== Segment start ==

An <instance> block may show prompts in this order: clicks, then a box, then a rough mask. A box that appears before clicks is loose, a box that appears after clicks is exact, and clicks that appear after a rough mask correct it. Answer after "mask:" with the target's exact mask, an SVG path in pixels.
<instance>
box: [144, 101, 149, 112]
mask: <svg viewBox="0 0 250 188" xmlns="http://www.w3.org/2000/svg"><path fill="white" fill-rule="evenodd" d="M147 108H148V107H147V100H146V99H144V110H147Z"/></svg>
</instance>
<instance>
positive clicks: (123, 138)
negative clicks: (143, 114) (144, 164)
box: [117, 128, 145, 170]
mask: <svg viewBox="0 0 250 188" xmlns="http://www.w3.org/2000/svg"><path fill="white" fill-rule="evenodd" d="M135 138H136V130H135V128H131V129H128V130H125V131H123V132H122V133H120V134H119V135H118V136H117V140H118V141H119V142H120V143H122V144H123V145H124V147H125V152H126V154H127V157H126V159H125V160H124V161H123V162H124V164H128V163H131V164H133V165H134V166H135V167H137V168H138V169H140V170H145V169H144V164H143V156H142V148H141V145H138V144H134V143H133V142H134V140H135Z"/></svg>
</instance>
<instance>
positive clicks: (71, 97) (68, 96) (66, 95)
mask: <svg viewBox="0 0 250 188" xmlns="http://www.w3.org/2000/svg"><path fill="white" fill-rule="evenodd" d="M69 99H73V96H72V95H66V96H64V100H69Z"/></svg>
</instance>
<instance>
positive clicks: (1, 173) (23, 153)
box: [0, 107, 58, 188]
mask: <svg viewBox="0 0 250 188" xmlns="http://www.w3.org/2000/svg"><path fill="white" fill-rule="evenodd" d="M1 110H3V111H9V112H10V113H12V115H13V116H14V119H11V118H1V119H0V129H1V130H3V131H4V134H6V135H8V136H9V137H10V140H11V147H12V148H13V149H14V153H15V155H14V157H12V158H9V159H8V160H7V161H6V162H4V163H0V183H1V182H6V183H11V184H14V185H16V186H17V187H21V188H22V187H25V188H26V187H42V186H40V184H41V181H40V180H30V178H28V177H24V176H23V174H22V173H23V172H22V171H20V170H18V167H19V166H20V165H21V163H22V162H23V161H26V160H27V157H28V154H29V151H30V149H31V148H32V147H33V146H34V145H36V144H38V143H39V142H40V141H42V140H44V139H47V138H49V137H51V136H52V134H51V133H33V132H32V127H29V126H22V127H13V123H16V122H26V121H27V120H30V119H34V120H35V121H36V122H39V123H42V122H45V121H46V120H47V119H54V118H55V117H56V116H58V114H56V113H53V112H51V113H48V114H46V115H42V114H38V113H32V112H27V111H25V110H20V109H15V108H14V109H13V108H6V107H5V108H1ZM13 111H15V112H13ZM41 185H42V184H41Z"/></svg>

== Segment end ==

> _Exercise requirements_: Repeat the data exactly as it was given above.

> _Reply_:
An <instance> block may show prompts in this order: clicks, then a box, then a rough mask. A box that appears before clicks is loose, a box that appears after clicks is exact, and clicks that appear after a rough mask correct it. Answer after "mask:" with the target's exact mask, an SVG path in pixels.
<instance>
box: [144, 101, 149, 112]
mask: <svg viewBox="0 0 250 188" xmlns="http://www.w3.org/2000/svg"><path fill="white" fill-rule="evenodd" d="M147 108H148V107H147V100H146V99H144V110H147Z"/></svg>
</instance>
<instance>
positive clicks: (123, 138)
negative clicks: (143, 114) (144, 164)
box: [117, 128, 145, 170]
mask: <svg viewBox="0 0 250 188" xmlns="http://www.w3.org/2000/svg"><path fill="white" fill-rule="evenodd" d="M135 138H136V130H135V128H131V129H128V130H125V131H123V132H122V133H120V134H119V135H118V136H117V140H118V141H119V142H120V143H122V144H123V145H124V147H125V152H126V154H127V157H126V159H125V160H124V161H123V162H124V164H128V163H131V164H133V165H134V166H135V167H137V168H138V169H140V170H145V169H144V164H143V156H142V148H141V145H138V144H134V143H133V142H134V140H135Z"/></svg>
</instance>
<instance>
positive clicks: (71, 97) (68, 96) (66, 95)
mask: <svg viewBox="0 0 250 188" xmlns="http://www.w3.org/2000/svg"><path fill="white" fill-rule="evenodd" d="M69 99H73V96H72V95H66V96H64V100H69Z"/></svg>
</instance>
<instance>
positive clicks: (1, 173) (23, 153)
box: [0, 107, 58, 188]
mask: <svg viewBox="0 0 250 188" xmlns="http://www.w3.org/2000/svg"><path fill="white" fill-rule="evenodd" d="M1 110H3V111H9V112H10V113H12V115H13V116H14V119H11V118H1V119H0V129H1V130H3V131H4V134H6V135H8V136H9V137H10V140H11V147H12V148H13V149H14V153H15V155H14V157H12V158H9V159H8V160H7V161H6V162H4V163H0V183H1V182H6V183H11V184H14V185H16V186H17V187H21V188H22V187H25V188H26V187H42V186H40V184H41V181H40V180H30V178H28V177H24V176H23V174H22V173H23V172H22V171H20V170H18V167H19V166H20V165H21V163H22V162H23V161H26V160H27V157H28V154H29V151H30V149H31V148H32V147H33V146H34V145H36V144H38V143H39V142H40V141H42V140H44V139H47V138H49V137H51V136H52V134H51V133H33V132H32V127H29V126H22V127H13V123H16V122H26V121H27V120H30V119H34V120H35V121H36V122H39V123H42V122H45V121H46V120H47V119H54V118H55V117H56V116H58V114H56V113H53V112H51V113H48V114H46V115H42V114H38V113H32V112H27V111H25V110H20V109H15V108H14V109H13V108H6V107H5V108H1ZM13 111H15V112H13ZM41 185H42V184H41Z"/></svg>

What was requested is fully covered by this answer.